> [TASK TO CARRY OUT]:
Rewrite the antenna passage between "Therefore, a magnetic" and "a communication counterpart.", inclusive, changing "eddy currents" to "induced currents".
===== READING TEXT =====
In addition, in order that the first slit patterns 11a, 11b, 11c, and 11d demarcate the ranges within which the eddy currents flow as described above, the first slit pattern preferably intersects the coil pattern 20 at at least two locations on the coil pattern 20. Moreover, in order to demarcate many ranges within which eddy currents flow, a plurality of first slit patterns are preferably provided.

The second slit patterns 12a, 12b, 12c, and 12d suppress and significantly reduce the ranges within which the currents ii go around. In addition, the second slit patterns 12a, 12b, 12c, and 12d are preferably provided at the same positions or at substantially the same positions as the outer edge of the coil pattern 20, or at slightly outer side portions of the outer edge of the coil pattern 20, and thus the second slit patterns 12a, 12b, 12c, and 12d suppress an eddy current io which tends to go around the slit formation portion 10, that is, eddy currents which tend to flow within the regions demarcated by the first slit patterns 11a, 11b, 11c, and 11d.

Therefore, a magnetic field generated by the planar coil antenna is less likely to be cancelled by the eddy currents, and the magnetic field of the planar coil antenna equivalently passes through the lower metal casing 92 and couples with an antenna of a communication counterpart.

FIGS. 4A, 4B, and 4C are each a plan view of an antenna portion of a mobile communication terminal as a comparative example for the first preferred embodiment of the present invention. FIG. 4A shows an example where no opening and no slit are provided in the lower metal casing 92, FIG. 4B shows an example where an opening is provided at a position on the lower metal casing 92 that faces the planar coil antenna, and FIG. 4C shows an example where one slit pattern 13 is provided in the lower metal casing 92 so as to extend in the radial direction from the center of the coil opening 20A of the planar coil antenna. The configuration of each planar coil antenna is preferably the same or substantially the same as shown in FIG. 2.

FIG. 5 is a diagram showing characteristics of the antenna portion of the first preferred embodiment shown in FIG. 2 and the antenna portions of the comparative examples shown in FIGS. 4A, 4B, and 4C. In FIG. 5, the vertical axis indicates a coupling coefficient with an antenna at a communication counterpart side. The antenna at the communication counterpart side preferably is a loop antenna with a diameter of about 70 mm for a reader/writer, for example. The distance between the antennas preferably is about 25 mm, for example.
===== DATA SECTION =====
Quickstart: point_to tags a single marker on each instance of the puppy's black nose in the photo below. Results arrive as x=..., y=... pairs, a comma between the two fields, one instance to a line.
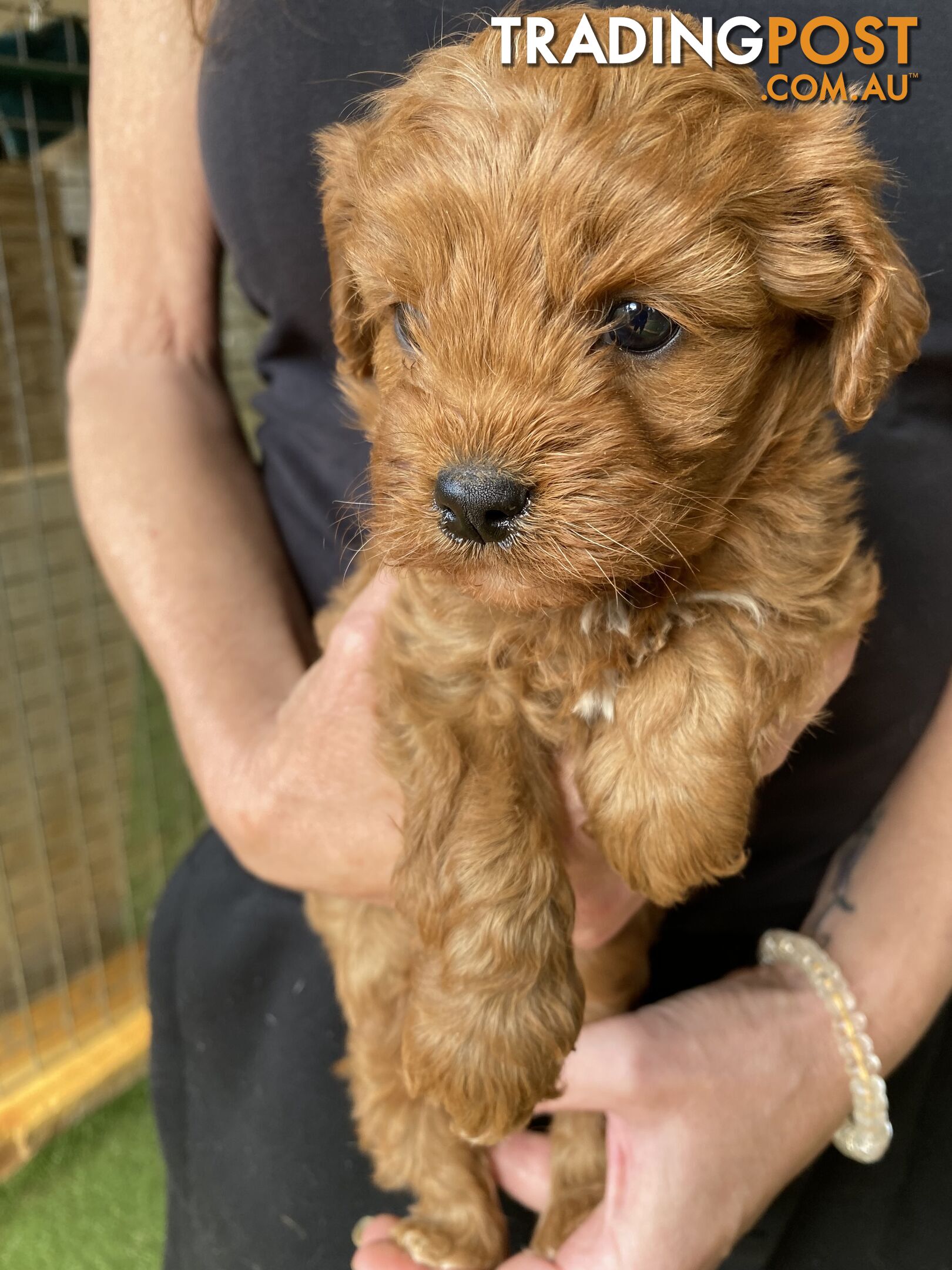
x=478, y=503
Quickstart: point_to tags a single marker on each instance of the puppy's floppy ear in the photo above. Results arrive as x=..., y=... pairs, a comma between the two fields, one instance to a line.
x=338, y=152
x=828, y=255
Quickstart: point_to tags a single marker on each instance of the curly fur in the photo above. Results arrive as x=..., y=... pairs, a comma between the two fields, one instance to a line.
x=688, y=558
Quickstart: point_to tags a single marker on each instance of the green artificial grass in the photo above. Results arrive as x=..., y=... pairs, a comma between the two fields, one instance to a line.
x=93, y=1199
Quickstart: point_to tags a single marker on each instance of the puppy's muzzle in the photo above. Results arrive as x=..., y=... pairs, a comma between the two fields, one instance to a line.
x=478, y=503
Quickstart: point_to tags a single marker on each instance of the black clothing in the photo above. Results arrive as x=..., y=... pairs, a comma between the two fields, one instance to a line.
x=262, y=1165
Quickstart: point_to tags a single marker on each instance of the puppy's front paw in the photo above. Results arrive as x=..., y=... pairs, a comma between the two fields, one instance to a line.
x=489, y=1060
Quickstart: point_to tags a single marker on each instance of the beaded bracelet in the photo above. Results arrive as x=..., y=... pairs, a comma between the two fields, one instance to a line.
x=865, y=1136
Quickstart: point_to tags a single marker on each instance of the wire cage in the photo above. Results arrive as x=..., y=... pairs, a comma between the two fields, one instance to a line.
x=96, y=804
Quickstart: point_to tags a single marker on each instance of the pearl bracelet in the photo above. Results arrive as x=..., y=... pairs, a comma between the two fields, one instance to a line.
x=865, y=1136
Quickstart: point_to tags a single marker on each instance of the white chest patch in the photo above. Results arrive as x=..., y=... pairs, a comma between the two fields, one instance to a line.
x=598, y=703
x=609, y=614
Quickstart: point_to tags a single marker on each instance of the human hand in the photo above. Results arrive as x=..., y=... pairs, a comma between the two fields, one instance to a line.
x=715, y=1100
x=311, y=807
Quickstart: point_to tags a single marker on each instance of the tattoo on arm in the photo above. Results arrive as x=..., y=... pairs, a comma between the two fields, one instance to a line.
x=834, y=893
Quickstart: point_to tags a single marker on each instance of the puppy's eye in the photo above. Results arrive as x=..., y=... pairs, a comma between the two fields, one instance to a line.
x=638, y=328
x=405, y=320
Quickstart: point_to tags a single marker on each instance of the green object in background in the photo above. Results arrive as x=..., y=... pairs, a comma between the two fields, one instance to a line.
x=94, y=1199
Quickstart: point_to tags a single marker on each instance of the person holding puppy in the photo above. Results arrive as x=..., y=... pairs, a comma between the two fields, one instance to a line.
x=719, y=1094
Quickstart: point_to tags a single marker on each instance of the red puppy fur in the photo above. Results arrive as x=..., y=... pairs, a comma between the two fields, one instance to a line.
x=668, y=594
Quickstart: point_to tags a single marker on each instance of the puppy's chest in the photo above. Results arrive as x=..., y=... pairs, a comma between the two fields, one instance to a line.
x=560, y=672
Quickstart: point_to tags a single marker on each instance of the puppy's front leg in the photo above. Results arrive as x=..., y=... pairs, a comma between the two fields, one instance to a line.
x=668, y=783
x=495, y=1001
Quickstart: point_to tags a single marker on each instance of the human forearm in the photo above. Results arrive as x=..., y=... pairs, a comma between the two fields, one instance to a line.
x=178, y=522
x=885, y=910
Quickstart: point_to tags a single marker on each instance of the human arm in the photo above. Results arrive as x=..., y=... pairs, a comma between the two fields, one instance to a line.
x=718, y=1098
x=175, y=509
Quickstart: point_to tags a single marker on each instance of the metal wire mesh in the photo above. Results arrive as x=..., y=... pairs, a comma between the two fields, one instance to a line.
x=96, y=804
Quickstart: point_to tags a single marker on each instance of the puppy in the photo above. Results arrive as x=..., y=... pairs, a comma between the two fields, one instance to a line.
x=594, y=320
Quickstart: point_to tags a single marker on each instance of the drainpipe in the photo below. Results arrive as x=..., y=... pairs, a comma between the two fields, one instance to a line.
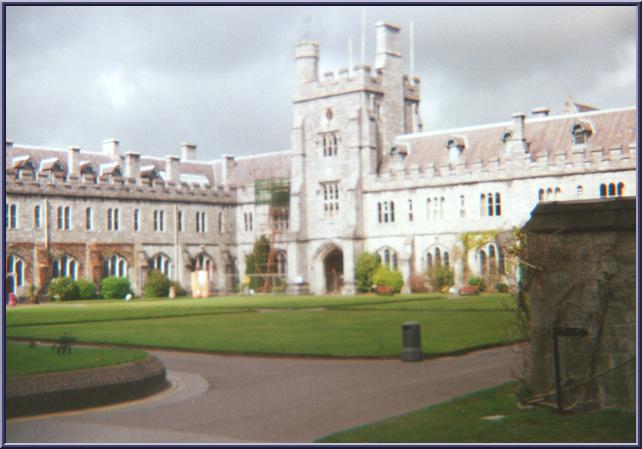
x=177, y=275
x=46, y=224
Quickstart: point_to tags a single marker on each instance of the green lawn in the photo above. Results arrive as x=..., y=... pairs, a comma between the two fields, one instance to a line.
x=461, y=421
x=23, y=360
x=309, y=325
=====
===== DATA SECTION =====
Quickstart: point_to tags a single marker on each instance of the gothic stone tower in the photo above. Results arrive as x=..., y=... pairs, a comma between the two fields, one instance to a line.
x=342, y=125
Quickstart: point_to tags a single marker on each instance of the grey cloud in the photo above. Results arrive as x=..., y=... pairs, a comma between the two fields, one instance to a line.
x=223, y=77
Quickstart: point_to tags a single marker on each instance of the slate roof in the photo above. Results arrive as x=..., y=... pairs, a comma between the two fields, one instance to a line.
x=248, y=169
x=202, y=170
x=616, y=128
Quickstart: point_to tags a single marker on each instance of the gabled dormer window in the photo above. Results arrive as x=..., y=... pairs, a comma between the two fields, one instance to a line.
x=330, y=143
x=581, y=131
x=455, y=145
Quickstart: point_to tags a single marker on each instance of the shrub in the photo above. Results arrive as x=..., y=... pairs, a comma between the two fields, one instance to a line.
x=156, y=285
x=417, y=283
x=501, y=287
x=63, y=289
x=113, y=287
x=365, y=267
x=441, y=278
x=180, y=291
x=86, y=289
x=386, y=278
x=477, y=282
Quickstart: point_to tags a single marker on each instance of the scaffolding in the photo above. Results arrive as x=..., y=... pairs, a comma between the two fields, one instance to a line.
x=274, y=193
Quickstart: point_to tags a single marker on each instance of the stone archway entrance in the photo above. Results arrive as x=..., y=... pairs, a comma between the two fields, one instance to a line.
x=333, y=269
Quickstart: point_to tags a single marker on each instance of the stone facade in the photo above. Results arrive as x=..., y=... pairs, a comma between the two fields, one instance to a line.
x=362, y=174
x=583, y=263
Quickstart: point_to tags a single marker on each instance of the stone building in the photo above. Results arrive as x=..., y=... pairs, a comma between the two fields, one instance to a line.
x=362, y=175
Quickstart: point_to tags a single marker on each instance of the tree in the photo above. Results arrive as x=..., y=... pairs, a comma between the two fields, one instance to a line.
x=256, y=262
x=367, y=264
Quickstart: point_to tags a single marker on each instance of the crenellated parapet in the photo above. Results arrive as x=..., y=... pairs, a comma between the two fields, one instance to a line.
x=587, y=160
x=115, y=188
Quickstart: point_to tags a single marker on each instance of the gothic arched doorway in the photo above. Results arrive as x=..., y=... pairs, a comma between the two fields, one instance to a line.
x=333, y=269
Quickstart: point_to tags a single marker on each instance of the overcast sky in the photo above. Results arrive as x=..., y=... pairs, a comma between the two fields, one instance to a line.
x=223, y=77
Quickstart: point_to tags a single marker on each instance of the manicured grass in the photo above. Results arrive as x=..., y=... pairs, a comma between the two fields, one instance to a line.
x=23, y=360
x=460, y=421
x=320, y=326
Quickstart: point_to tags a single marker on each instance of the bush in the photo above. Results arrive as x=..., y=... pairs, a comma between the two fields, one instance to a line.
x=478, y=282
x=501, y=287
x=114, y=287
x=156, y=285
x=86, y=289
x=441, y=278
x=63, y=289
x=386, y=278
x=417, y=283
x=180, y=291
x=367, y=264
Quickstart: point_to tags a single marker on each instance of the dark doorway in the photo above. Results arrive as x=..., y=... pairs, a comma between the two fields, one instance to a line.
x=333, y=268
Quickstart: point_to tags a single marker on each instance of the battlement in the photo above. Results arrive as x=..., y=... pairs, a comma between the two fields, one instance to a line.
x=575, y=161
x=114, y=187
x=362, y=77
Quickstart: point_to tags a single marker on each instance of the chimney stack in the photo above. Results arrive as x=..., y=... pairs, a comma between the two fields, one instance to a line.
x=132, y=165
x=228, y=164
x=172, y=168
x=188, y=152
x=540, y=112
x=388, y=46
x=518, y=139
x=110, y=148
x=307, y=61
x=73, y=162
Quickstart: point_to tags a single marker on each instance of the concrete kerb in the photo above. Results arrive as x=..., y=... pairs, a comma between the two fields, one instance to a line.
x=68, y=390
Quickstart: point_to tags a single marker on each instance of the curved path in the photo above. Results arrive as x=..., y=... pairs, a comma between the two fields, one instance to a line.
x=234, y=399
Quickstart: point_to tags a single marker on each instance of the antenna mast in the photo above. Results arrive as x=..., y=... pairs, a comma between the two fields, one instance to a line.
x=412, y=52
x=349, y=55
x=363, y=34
=====
> [RIGHT ANSWER]:
Therefore, a magnetic field generated by the planar coil antenna is less likely to be cancelled by the induced currents, and the magnetic field of the planar coil antenna equivalently passes through the lower metal casing 92 and couples with an antenna of a communication counterpart.